SET TASK: Reproduce verbatim the portion of the passage on Friendly AI goal systems from "Within the goal" up to and including "independent supergoal status.".

TEXT BLOCK:

^^^^

Within the goal system, a lot of subgoals - a lot of the events in the causal chains that lead to the supergoal of being Friendly to the surrounding humans - are likely to thread through subobjects of the AI's self: increasing the efficiency of some piece of code, improving on some heuristic, and so on.  But just because components of the AI's self are useful doesn't mean that the AI's self becomes a moral node; my computer is very useful and many of my subgoals thread through my computer, but I don't class my computer as having independent supergoal status.
 

The lack of an observer-biased ("selfish") goal system is perhaps the single most fundamental difference between an evolved human and a Friendly AI.  This difference is the foundation stone upon which Friendly AI is built.  It is the key factor missing from the existing, anthropomorphic science-fictional literature about AIs.  To suppress an evolved mind's existing selfishness, to keep a selfish mind enslaved, would be untenable - especially when dealing with a self-modifying or transhuman mind!  But an observer-centered goal system is something that's added, not something that's taken away.  We have observer-centered goal systems because of externally imposed observer-centered selection pressures, not because of any inherent recursivity.  If the observer-centered effect were due to inherent recursivity, then an AI's goal system would start valuing the "goal system" subobject, not the AI-as-a-whole!  A human goal system doesn't value itself, it values the whole human, because the human is the reproductive unit and therefore the focus of selection pressures.

^^^^

EXTRACTED RECORDS:
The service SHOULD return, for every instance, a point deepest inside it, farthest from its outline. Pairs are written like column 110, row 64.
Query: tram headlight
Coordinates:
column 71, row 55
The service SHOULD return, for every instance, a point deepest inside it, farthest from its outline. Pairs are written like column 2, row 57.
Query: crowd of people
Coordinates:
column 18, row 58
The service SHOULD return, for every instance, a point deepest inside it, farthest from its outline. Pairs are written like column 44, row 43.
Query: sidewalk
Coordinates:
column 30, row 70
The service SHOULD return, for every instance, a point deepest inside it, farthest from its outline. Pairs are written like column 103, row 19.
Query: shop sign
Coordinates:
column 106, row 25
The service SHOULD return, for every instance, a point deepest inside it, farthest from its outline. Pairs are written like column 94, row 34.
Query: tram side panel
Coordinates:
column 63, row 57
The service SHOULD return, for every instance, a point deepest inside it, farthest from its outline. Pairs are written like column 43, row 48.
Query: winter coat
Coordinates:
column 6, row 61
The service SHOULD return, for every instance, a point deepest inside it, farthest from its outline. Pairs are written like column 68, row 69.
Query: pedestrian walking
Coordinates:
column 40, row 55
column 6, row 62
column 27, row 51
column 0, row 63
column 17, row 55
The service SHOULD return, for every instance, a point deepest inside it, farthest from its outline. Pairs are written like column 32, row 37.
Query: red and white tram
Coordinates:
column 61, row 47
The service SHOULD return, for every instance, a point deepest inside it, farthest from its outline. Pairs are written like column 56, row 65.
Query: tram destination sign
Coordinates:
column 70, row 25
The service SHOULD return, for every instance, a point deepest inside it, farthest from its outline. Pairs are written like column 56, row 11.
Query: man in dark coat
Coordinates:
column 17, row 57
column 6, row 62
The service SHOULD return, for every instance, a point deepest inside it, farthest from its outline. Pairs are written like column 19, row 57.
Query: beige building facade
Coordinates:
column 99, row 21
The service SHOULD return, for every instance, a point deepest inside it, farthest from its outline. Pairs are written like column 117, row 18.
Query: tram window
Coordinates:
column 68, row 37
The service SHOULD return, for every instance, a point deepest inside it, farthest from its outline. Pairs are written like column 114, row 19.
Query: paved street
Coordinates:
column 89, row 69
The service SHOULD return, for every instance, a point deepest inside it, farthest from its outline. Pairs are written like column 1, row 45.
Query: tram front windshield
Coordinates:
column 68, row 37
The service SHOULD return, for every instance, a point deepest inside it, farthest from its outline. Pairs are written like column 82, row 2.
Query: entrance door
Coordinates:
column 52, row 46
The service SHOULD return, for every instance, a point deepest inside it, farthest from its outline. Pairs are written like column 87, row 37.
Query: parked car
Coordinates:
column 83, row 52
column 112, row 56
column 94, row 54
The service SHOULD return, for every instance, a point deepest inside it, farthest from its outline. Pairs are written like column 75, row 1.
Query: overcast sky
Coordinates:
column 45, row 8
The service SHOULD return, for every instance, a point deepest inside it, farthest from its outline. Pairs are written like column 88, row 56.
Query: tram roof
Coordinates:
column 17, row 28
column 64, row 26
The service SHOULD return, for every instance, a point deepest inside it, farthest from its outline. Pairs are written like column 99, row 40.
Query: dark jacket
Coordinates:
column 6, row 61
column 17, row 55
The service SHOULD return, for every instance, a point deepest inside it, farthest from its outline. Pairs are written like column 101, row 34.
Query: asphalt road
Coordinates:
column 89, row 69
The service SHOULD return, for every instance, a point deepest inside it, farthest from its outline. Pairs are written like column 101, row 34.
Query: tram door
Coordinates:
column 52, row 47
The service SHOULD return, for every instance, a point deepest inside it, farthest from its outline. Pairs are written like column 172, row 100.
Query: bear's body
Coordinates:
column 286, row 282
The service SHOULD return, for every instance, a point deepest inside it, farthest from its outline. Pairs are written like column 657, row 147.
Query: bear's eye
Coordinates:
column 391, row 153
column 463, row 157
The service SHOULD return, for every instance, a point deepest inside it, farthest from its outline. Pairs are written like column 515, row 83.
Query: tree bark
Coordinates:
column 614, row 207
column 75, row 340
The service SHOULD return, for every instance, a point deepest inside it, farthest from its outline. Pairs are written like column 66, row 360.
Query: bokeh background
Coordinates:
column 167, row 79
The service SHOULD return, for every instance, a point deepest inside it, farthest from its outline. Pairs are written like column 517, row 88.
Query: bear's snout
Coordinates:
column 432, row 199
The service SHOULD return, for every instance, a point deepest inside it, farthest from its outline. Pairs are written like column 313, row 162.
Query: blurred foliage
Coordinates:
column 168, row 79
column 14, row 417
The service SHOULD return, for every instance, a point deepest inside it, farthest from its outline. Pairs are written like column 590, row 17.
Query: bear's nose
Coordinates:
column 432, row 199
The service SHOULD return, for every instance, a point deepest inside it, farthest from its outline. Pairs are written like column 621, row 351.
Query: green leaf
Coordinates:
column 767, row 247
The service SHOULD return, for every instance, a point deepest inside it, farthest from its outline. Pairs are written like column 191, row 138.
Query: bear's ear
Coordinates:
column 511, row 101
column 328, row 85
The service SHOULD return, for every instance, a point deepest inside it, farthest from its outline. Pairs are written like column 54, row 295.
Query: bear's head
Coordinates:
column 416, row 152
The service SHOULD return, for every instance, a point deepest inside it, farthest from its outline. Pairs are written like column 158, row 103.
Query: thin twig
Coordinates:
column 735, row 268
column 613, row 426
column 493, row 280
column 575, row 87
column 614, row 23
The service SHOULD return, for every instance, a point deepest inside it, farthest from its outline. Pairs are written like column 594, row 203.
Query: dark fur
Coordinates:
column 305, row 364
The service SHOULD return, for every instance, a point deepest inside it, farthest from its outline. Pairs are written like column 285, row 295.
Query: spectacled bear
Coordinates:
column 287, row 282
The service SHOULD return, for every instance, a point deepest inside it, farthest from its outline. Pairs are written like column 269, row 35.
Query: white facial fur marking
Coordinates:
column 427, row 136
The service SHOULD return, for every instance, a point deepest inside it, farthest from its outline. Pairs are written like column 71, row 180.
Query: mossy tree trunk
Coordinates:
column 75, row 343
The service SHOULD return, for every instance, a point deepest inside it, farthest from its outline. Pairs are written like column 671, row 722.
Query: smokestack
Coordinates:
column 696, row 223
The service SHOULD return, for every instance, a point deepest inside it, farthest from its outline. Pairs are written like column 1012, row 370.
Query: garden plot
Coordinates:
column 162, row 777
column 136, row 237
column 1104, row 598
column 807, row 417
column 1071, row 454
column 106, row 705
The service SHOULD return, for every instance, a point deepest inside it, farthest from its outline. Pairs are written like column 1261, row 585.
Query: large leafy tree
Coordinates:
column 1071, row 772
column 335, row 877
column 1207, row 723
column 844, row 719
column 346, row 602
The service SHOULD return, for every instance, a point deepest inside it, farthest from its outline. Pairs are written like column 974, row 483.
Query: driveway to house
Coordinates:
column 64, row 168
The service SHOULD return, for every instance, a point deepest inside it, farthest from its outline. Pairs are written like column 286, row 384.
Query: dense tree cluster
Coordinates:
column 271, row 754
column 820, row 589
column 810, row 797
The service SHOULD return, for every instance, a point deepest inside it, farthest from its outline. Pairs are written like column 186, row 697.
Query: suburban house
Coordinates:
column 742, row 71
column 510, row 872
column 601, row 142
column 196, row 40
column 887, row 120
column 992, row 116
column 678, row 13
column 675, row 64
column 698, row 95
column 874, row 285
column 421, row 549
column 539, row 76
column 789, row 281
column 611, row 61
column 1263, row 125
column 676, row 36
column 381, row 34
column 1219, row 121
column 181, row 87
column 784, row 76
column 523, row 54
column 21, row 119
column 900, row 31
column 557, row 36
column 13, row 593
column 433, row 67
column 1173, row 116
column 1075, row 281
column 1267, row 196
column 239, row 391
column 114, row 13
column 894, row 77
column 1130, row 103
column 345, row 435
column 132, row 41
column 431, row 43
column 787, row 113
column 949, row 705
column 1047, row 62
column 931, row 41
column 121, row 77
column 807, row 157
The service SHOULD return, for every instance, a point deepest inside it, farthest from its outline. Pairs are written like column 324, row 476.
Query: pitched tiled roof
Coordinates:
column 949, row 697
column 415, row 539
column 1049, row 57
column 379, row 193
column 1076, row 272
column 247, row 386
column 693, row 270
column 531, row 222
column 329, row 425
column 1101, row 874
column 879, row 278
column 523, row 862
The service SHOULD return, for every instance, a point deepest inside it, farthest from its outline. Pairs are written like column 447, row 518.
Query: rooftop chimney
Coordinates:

^^^^

REPLY:
Within the goal system, a lot of subgoals - a lot of the events in the causal chains that lead to the supergoal of being Friendly to the surrounding humans - are likely to thread through subobjects of the AI's self: increasing the efficiency of some piece of code, improving on some heuristic, and so on.  But just because components of the AI's self are useful doesn't mean that the AI's self becomes a moral node; my computer is very useful and many of my subgoals thread through my computer, but I don't class my computer as having independent supergoal status.